OBJECTIVE
Rewrite the rows from the beginning through the line containing "POLYGON ((242 310, 292", changing each "runway" to "taxiway" and keeping everything else the same.

(Excerpts from segmentation records)
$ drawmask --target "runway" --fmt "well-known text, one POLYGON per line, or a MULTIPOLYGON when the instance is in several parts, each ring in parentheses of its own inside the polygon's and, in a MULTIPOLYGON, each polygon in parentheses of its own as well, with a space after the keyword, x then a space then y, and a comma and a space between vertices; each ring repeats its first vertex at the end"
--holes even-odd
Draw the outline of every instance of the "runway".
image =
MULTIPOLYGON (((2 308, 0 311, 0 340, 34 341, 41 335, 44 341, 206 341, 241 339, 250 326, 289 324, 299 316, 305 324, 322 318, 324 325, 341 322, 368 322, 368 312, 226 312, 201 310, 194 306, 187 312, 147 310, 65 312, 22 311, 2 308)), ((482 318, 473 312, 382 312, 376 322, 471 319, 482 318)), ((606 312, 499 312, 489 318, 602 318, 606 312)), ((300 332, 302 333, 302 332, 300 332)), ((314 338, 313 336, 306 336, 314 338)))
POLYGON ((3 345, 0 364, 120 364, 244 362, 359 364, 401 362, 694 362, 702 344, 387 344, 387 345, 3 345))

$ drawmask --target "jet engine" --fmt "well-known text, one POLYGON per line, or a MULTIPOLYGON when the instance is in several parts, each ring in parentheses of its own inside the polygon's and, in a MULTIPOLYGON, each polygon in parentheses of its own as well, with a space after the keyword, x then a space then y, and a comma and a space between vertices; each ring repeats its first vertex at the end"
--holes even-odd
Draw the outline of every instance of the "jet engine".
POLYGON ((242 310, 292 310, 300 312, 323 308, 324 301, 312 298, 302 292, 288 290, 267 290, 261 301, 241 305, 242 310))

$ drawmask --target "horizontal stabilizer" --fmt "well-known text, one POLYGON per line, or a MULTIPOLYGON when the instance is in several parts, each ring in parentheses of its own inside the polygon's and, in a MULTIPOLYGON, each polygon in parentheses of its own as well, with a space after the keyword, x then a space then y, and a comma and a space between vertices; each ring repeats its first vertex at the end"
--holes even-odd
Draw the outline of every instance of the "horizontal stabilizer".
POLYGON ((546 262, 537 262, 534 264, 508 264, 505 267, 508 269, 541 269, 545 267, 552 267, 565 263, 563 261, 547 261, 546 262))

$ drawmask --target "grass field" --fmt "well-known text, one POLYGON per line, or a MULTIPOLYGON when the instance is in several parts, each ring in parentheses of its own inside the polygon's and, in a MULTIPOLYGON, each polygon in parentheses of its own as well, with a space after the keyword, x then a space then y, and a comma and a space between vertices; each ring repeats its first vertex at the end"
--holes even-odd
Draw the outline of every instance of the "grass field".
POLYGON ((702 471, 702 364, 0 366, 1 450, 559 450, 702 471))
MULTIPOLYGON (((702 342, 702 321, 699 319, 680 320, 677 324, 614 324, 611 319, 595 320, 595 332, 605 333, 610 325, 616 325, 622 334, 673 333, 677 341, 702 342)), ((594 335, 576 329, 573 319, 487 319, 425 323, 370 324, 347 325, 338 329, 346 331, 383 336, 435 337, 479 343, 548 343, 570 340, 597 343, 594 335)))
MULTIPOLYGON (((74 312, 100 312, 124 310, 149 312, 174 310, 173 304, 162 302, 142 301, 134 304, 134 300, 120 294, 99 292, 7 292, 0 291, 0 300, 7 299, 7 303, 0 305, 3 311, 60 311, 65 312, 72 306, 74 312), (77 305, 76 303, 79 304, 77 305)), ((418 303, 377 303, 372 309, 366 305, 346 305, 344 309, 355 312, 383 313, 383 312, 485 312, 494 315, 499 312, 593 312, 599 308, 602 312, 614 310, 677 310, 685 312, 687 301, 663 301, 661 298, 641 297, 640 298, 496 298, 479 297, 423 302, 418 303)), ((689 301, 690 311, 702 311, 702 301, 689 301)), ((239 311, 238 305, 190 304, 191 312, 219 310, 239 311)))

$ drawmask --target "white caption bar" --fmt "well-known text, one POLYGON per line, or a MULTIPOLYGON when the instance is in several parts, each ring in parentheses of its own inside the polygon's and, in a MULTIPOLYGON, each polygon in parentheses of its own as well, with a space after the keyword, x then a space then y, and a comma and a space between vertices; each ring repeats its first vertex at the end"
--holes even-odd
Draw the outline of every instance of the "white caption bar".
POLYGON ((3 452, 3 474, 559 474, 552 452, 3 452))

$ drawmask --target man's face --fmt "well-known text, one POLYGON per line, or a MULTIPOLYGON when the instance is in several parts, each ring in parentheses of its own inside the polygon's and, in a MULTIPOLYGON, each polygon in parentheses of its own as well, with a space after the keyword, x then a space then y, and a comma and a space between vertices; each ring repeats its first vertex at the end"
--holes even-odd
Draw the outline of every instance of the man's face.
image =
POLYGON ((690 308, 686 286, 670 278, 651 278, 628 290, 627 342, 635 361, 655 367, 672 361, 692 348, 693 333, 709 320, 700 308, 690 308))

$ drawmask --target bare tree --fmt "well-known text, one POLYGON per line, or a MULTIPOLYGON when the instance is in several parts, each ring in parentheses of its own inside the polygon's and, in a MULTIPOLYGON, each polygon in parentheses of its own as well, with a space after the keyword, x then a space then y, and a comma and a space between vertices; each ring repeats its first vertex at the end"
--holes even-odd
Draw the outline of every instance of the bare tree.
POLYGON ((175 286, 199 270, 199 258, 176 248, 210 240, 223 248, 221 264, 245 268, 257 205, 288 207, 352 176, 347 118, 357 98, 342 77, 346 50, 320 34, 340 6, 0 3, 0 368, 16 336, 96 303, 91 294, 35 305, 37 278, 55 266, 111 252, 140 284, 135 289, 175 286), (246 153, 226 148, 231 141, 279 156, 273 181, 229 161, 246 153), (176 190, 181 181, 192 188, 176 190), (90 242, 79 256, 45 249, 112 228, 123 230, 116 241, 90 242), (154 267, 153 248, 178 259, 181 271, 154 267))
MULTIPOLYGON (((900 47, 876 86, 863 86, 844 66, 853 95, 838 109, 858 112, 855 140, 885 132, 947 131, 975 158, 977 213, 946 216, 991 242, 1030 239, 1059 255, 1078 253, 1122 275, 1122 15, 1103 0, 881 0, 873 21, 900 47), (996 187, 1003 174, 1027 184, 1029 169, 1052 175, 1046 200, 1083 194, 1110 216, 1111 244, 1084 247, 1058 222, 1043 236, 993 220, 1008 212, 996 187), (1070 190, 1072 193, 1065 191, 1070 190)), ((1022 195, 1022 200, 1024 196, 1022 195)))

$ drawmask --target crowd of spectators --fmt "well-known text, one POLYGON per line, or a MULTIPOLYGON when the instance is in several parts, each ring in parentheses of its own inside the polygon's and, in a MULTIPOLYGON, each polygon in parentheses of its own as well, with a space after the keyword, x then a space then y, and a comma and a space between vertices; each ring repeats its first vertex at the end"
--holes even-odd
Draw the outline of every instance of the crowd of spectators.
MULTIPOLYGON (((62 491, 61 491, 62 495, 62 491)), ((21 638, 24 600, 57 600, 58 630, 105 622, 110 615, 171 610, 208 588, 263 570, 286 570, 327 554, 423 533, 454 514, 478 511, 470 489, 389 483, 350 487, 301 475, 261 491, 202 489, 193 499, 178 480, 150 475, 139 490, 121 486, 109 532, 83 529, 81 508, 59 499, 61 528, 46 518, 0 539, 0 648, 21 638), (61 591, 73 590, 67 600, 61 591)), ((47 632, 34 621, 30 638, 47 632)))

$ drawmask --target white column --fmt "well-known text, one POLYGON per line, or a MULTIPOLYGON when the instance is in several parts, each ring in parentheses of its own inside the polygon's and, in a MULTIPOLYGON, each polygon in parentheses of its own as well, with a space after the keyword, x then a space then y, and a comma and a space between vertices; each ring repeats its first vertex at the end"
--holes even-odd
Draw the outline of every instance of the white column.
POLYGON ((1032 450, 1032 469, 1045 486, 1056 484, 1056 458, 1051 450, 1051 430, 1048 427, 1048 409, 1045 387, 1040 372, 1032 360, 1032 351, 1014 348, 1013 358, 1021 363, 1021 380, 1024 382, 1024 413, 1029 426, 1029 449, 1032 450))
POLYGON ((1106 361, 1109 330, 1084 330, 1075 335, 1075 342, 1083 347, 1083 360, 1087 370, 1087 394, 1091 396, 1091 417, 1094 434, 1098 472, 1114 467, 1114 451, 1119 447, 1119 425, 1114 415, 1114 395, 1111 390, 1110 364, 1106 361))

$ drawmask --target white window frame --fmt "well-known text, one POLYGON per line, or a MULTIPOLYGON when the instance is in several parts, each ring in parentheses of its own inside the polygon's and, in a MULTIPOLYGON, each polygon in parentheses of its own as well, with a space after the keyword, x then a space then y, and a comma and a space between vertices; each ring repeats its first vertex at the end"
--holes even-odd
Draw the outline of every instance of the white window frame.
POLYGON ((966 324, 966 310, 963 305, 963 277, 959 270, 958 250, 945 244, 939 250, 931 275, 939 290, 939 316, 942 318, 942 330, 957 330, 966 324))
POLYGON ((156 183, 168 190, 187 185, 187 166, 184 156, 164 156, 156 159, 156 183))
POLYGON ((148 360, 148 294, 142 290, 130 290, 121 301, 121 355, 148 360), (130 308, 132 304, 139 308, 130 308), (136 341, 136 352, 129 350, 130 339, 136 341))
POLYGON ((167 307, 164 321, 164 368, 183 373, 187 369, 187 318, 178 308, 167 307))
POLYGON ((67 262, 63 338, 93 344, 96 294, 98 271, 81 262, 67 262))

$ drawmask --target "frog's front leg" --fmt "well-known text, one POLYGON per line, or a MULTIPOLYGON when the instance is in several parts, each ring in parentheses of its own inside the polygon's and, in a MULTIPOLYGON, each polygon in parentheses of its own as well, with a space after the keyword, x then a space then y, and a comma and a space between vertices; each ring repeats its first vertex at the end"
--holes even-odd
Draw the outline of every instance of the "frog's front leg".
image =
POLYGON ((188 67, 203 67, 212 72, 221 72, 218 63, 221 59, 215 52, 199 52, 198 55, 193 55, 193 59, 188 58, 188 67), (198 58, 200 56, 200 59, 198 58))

TASK SOLUTION
$ drawmask --target "taxiway" --fmt "well-known text, one POLYGON per line, or a MULTIPOLYGON when the instance is in several parts, each ring in parentheses of its own inside the polygon's and, in a MULTIPOLYGON, each polygon in parentheses of its own as well, with a space after the keyword, x then a space then y, and a comma and a space between vertices; each ring repeats its first vertex at the end"
--holes even-odd
Draw the outline of every instance of the "taxiway".
image =
MULTIPOLYGON (((2 308, 0 311, 0 340, 34 341, 41 335, 44 341, 206 341, 241 339, 250 326, 289 324, 299 316, 305 324, 322 318, 324 325, 341 322, 368 322, 368 312, 226 312, 201 310, 194 306, 187 312, 147 310, 65 312, 22 311, 2 308)), ((482 318, 473 312, 382 312, 376 322, 471 319, 482 318)), ((606 312, 499 312, 489 318, 602 318, 606 312)), ((300 332, 302 333, 302 332, 300 332)), ((314 338, 313 336, 306 336, 314 338)))
POLYGON ((3 345, 0 364, 120 364, 244 362, 359 364, 401 362, 694 362, 702 344, 387 344, 387 345, 3 345))

$ drawmask --target "jet engine" --fmt "well-known text, one POLYGON per line, or a MULTIPOLYGON when the instance is in several parts, each ring in parentheses of its own inside the polygon's and, in a MULTIPOLYGON, each polygon in parentheses of its own as well, with a space after the keyword, x then a space then y, and a comma and a space between vertices; each ring repeats its first vertex at the end"
--holes even-odd
Draw the outline of every instance of the "jet engine".
POLYGON ((242 310, 292 310, 300 312, 323 308, 324 301, 312 298, 302 292, 288 290, 267 290, 261 301, 241 305, 242 310))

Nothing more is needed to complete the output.